# Upcycling light fixture



## Katiexm (9 mo ago)

Bought a house with these weird light fixtures. I hate them but I can’t stand to throw them out because they work. Recommendations for paint or make over diy’s to upcycle these babies. They are the same colors- gray/blue wall paint helps to tone down the yellow. California desert ranch home.


----------



## huesmann (Aug 18, 2011)

Throw them up on Craigslist free stuff or Facebook Marketplace with a price of $0; I'll bet you get takers. Unless you want to keep them in your house for some reason.


----------



## lenaitch (Feb 10, 2014)

To me the top one is beyond ugly, but if you want to give them life, ya, a buy-and-sell or the local ReStore.


----------



## Southern Charms (9 mo ago)

What is ugly to one, is beautiful to another. Do you have any history on them? Very, very unusual glass. Art Deco or Nouveau? If you don't like them, try to sell them for the cost to replace them. I have tried painting colored glass in the past and wasn't happy with the outcome.


----------



## Carpet (Jan 1, 2018)

Those would need to go with a specific color theme that complements yellow (such as blue, purple, silver, or white/black marble). Just put them on Craigslist if it doesn't match your style.


----------



## chandler48 (Jun 5, 2017)

@voickoad Since it isn't your thread, you can do as you wish. The others are directing their efforts to the OP, even though it was started back in April.


----------

· · ·

Brief 1:
Answer these from the light fixture thread:
(a) How does Katiexm describe the house the fixtures came with?
(b) Which two places does huesmann suggest for giving the fixtures away?
(c) What color themes does Carpet name as complementing yellow?
The thread and the records come from unrelated sources.

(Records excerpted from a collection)
· · ·

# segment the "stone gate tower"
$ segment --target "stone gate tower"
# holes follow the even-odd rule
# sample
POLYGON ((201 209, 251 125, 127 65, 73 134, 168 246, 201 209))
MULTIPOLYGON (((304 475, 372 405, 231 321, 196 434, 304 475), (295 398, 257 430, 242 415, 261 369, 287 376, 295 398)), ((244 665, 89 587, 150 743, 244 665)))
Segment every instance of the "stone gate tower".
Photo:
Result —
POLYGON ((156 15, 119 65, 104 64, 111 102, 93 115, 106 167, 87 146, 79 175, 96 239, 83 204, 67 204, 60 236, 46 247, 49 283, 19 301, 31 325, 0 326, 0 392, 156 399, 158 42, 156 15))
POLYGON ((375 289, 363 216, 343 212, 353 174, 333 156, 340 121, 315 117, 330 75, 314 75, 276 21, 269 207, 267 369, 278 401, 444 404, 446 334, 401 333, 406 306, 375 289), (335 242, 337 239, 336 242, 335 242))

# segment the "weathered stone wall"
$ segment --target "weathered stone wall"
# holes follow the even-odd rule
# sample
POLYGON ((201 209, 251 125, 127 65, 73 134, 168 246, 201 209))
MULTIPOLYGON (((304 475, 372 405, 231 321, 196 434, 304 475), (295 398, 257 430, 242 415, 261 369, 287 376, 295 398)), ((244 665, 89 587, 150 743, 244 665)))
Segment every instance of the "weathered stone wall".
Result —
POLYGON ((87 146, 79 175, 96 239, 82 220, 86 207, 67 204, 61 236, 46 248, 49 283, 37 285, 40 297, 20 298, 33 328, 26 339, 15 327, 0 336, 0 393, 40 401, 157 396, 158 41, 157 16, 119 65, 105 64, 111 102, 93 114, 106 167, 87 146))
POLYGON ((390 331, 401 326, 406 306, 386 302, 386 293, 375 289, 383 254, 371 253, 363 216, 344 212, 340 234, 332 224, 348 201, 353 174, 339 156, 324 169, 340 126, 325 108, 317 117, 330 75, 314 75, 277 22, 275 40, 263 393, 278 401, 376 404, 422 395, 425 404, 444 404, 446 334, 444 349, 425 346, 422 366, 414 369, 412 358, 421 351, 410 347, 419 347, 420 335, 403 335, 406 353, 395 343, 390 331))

· · ·

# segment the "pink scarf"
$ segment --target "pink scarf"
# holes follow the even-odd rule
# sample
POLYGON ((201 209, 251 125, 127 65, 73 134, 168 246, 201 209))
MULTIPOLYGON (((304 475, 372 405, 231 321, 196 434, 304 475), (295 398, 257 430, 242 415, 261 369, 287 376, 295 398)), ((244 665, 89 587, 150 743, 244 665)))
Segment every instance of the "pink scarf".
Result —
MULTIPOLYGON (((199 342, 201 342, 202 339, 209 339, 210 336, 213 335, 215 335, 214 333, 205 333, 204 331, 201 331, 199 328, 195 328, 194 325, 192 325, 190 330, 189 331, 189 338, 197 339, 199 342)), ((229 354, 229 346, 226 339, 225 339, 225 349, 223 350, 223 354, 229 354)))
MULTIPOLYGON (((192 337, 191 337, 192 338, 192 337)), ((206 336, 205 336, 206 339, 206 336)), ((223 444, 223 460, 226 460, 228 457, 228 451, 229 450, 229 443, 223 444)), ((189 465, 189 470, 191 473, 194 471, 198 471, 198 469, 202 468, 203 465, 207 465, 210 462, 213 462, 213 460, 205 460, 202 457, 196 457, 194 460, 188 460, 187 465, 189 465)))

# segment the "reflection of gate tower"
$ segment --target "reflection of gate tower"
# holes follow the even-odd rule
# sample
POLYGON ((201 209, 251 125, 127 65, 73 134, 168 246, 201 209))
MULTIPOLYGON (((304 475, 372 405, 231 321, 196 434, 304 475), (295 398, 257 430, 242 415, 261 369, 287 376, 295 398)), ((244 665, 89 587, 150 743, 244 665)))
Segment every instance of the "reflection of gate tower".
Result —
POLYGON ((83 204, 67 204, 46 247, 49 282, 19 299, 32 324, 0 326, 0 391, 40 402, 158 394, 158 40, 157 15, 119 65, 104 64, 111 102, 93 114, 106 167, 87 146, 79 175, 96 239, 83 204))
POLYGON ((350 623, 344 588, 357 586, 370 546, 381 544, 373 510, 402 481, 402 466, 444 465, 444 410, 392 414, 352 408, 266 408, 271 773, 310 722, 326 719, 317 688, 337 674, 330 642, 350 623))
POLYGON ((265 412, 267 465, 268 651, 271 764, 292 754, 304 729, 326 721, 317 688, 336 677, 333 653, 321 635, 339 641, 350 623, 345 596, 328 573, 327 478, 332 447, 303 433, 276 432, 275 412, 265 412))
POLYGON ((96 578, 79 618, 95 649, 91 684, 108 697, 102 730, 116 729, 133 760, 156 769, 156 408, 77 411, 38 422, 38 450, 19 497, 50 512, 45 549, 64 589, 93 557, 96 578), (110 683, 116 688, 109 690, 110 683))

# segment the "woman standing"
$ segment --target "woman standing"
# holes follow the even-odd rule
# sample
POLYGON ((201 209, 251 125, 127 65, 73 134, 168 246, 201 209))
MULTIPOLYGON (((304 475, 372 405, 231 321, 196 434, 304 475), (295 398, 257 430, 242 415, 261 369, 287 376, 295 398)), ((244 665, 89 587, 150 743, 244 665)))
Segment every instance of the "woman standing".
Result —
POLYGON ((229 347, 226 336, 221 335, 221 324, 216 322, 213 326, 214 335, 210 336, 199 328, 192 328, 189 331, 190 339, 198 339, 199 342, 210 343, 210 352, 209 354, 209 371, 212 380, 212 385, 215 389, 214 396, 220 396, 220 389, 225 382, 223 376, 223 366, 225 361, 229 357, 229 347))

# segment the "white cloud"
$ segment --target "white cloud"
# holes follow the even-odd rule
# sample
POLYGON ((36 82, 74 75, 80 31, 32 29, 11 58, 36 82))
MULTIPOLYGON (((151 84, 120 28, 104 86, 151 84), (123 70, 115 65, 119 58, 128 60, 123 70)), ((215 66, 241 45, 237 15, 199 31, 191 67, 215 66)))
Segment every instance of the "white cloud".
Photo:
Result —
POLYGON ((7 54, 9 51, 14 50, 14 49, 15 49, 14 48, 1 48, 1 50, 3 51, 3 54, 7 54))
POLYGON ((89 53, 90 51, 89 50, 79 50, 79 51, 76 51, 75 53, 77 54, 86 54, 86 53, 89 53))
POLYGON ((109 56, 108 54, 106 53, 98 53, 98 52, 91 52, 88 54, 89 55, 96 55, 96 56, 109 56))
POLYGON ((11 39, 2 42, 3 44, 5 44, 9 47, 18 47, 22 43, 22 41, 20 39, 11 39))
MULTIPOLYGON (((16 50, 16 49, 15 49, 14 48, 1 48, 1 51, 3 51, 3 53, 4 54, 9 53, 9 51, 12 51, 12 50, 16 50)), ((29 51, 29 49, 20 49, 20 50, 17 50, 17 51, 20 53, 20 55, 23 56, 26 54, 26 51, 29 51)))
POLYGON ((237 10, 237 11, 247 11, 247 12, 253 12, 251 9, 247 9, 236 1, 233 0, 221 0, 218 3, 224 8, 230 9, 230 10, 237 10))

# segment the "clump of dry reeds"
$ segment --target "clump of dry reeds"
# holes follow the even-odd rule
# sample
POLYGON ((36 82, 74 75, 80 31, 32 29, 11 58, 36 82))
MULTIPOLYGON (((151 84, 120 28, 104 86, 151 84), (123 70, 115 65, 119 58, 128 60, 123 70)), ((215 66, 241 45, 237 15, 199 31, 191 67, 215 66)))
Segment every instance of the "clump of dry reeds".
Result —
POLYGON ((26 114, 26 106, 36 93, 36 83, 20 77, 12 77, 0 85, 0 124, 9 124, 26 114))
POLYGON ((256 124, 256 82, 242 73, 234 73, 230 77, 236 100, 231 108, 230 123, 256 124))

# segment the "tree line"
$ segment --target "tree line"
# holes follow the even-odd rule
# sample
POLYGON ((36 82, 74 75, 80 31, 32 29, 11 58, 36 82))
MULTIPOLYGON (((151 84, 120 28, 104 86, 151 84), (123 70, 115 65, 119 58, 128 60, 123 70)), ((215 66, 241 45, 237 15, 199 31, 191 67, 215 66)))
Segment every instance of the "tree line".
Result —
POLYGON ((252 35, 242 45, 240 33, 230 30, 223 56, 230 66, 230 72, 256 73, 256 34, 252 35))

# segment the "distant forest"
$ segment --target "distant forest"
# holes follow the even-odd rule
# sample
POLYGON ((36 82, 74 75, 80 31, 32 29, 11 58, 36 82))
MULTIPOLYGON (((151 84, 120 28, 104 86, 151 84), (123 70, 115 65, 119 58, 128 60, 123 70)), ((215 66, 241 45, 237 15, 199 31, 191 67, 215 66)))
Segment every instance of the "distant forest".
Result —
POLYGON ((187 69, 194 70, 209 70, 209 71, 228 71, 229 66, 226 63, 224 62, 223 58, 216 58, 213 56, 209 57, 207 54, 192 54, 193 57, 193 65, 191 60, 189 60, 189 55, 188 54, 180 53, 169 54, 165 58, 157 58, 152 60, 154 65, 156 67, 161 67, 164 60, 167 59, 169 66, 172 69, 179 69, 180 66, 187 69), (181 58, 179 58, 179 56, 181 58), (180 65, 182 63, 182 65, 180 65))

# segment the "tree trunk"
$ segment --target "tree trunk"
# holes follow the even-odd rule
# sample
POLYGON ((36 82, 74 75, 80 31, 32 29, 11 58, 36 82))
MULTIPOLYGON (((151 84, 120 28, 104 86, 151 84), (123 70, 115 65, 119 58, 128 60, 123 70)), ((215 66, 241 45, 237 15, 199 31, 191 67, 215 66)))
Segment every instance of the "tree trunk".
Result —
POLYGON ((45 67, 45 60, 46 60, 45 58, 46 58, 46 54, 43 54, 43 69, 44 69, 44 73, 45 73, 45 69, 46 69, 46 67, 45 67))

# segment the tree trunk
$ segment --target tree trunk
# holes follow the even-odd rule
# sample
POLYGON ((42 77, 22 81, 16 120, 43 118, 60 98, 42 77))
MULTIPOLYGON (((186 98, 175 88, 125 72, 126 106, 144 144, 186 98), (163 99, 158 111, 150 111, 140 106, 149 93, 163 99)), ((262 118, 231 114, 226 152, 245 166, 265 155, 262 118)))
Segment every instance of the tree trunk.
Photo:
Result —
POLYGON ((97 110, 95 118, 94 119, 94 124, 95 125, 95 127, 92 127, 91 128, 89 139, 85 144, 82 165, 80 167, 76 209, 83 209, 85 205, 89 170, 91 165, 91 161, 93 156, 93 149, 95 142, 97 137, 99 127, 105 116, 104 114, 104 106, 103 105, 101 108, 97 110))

· · ·

Brief 2:
Collect every line of the records that contains the string "forest".

Complete output 1:
(a) A California desert ranch home.
(b) Craigslist free stuff or Facebook Marketplace, with a price of $0.
(c) Blue, purple, silver, or white/black marble.

Complete output 2:
# segment the "distant forest"
$ segment --target "distant forest"
Segment every instance of the "distant forest".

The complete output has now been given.